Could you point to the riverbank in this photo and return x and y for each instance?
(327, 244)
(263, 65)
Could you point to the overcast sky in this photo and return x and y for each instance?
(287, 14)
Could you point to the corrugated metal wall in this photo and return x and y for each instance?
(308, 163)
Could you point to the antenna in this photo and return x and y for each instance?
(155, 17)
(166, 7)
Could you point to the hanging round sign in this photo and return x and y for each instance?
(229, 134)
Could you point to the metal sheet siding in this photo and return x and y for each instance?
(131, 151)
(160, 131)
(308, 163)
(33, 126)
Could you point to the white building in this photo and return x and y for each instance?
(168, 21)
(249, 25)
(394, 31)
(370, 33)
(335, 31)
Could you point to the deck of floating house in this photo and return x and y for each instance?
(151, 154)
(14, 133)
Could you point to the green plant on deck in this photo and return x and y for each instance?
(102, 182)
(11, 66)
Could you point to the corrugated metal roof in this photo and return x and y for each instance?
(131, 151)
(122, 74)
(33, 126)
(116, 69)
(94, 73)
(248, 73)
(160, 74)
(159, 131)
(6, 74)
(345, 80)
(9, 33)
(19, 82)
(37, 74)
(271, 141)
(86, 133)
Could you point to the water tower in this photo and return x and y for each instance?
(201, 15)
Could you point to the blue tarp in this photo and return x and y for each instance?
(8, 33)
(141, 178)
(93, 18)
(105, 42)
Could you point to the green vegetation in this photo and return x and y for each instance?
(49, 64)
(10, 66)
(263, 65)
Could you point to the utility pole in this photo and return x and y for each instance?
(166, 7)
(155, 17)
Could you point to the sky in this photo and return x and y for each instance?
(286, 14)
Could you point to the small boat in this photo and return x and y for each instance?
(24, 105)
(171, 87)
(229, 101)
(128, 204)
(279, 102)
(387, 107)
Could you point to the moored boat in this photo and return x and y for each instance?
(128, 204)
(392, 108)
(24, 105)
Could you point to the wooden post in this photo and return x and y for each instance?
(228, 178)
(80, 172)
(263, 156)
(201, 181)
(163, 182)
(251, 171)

__Work to be completed__
Return exactly the lines in the records above, beginning with the one that holds "Could you point to the wooden" and ending with the last.

__Output of the task__
Could you point to the wooden post in this photo and return x and y for each instance?
(228, 178)
(80, 172)
(263, 156)
(201, 181)
(163, 182)
(251, 171)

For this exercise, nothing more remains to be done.